Work item: Return each line of the data below that contains the string "white".

Saved entries:

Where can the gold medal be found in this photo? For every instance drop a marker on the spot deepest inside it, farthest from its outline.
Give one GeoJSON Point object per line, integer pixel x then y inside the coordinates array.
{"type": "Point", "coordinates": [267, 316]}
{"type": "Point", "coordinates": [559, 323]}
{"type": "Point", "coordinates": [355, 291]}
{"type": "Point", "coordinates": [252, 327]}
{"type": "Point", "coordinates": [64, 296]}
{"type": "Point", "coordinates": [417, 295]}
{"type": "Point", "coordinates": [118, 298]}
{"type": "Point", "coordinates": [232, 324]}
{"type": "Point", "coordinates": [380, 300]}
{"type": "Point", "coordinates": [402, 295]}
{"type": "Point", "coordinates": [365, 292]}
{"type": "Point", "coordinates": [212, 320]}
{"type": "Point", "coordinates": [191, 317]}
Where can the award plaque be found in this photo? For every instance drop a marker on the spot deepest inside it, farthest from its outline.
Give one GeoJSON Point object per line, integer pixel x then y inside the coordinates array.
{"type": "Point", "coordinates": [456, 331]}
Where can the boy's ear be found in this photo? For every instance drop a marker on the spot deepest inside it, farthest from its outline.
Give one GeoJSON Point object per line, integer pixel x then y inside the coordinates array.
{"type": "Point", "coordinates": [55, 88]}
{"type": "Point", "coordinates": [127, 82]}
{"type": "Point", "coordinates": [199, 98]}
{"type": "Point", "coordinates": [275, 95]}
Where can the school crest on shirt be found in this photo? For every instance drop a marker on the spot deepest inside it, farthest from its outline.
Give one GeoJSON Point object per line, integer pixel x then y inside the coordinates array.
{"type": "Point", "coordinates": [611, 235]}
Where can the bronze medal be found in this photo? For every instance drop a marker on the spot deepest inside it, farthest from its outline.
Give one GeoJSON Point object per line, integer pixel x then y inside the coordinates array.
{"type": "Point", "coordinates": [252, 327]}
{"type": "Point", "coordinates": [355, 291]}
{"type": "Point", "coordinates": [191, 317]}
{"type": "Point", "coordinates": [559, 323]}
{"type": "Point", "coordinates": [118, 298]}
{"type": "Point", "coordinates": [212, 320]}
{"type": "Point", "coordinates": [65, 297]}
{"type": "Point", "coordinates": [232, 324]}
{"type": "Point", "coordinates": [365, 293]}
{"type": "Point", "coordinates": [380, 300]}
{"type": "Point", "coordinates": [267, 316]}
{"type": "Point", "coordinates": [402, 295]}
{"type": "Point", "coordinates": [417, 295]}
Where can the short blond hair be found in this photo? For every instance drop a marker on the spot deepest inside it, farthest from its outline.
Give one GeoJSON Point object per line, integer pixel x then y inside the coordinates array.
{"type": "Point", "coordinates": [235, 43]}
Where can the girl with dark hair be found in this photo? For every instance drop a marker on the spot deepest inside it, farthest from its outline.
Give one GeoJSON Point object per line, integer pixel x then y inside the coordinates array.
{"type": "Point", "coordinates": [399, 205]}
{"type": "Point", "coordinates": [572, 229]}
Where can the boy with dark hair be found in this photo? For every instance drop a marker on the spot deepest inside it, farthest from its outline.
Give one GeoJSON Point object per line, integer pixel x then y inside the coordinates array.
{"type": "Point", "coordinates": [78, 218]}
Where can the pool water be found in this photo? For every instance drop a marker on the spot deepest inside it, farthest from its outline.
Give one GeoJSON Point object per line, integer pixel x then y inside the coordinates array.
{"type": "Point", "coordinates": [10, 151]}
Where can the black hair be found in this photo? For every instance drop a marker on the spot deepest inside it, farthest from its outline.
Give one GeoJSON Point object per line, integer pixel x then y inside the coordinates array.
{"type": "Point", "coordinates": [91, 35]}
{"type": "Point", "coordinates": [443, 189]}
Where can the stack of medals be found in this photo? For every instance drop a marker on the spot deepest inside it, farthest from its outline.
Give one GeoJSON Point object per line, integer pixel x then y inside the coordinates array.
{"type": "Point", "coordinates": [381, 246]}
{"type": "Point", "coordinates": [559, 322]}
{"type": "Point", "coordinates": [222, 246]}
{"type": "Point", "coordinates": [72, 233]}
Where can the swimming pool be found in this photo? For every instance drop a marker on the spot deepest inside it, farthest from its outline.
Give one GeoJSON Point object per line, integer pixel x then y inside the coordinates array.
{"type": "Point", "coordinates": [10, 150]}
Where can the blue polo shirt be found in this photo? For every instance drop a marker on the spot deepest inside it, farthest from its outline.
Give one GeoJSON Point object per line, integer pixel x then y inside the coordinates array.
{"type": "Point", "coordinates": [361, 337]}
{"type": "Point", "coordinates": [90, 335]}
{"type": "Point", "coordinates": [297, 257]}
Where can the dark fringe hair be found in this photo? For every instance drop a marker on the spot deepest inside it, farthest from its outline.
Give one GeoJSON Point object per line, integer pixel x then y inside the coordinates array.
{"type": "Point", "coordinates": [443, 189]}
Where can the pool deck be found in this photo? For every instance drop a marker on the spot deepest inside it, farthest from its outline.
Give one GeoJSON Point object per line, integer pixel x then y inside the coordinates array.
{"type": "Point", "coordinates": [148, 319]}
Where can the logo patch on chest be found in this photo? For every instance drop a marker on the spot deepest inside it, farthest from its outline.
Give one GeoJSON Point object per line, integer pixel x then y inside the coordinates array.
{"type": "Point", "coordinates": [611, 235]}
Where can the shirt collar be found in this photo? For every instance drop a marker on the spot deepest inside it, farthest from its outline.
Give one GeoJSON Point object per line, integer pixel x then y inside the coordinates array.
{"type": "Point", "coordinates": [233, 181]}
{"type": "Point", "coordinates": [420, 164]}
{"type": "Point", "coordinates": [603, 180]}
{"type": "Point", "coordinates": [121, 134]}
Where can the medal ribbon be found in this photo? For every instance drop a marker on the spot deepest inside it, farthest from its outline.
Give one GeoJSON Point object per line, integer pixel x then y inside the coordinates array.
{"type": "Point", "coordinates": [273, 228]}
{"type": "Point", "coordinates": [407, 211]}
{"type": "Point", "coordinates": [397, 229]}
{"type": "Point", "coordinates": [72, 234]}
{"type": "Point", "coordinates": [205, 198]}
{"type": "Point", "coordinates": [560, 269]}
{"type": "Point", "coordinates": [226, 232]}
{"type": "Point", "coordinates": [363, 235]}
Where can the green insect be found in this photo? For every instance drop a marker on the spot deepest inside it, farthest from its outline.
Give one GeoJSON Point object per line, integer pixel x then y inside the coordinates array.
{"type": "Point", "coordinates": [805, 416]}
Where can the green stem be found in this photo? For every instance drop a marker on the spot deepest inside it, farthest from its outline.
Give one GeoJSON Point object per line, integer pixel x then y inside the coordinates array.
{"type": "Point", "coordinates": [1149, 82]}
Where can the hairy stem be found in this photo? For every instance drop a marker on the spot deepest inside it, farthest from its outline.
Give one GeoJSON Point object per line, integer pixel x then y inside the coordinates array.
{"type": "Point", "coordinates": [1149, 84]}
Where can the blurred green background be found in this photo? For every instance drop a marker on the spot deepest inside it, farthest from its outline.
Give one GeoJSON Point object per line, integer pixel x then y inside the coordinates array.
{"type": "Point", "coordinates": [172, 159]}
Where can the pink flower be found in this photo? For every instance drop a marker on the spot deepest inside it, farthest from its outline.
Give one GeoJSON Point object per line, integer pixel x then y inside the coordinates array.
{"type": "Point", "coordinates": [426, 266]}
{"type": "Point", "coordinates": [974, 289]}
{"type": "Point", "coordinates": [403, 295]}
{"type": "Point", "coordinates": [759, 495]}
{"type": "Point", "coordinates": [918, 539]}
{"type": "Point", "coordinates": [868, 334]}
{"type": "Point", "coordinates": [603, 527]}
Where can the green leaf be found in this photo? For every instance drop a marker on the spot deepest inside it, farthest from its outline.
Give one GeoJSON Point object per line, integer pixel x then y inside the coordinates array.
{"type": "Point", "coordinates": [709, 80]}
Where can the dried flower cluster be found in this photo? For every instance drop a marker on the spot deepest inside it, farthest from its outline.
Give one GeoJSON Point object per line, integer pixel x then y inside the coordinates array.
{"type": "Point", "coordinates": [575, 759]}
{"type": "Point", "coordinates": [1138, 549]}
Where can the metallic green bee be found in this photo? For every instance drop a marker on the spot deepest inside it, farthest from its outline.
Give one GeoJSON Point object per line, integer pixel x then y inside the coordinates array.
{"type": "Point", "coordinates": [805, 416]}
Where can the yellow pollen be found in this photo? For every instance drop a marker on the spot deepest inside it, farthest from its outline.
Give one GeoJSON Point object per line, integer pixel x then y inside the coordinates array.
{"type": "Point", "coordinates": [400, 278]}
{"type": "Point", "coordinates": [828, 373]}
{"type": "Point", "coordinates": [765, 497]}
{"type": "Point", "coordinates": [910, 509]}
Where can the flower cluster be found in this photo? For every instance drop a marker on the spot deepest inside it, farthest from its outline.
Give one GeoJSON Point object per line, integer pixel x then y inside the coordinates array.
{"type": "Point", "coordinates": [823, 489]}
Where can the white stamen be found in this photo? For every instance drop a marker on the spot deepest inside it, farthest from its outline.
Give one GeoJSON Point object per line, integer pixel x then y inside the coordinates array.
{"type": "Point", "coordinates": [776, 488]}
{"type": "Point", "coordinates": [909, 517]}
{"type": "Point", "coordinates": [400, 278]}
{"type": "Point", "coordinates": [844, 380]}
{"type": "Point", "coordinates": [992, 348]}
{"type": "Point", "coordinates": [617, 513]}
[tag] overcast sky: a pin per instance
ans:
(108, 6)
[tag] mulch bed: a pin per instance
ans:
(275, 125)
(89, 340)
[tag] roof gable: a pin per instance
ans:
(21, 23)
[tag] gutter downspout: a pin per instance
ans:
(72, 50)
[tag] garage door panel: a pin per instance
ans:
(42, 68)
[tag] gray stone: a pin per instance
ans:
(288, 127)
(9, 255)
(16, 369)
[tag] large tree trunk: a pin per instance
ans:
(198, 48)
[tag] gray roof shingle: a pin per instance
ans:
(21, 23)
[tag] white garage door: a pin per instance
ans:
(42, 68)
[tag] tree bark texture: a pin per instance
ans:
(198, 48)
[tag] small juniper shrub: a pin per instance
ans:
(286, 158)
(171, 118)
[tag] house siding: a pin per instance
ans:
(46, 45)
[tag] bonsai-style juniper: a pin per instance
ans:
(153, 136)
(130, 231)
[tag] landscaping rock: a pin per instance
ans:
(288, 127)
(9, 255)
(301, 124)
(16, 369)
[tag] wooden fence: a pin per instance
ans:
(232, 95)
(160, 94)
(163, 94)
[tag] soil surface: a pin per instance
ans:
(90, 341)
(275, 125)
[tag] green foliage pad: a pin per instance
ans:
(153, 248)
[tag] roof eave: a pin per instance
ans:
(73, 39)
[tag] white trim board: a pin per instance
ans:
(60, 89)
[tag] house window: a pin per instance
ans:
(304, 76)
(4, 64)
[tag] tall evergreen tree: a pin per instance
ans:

Written solution:
Where can the white stamen be found in this photo? For every instance drop a marker on the spot deepest inside it, farthest from its outline.
[tag] white garage door: a pin per instance
[tag] white trim board: a pin per instance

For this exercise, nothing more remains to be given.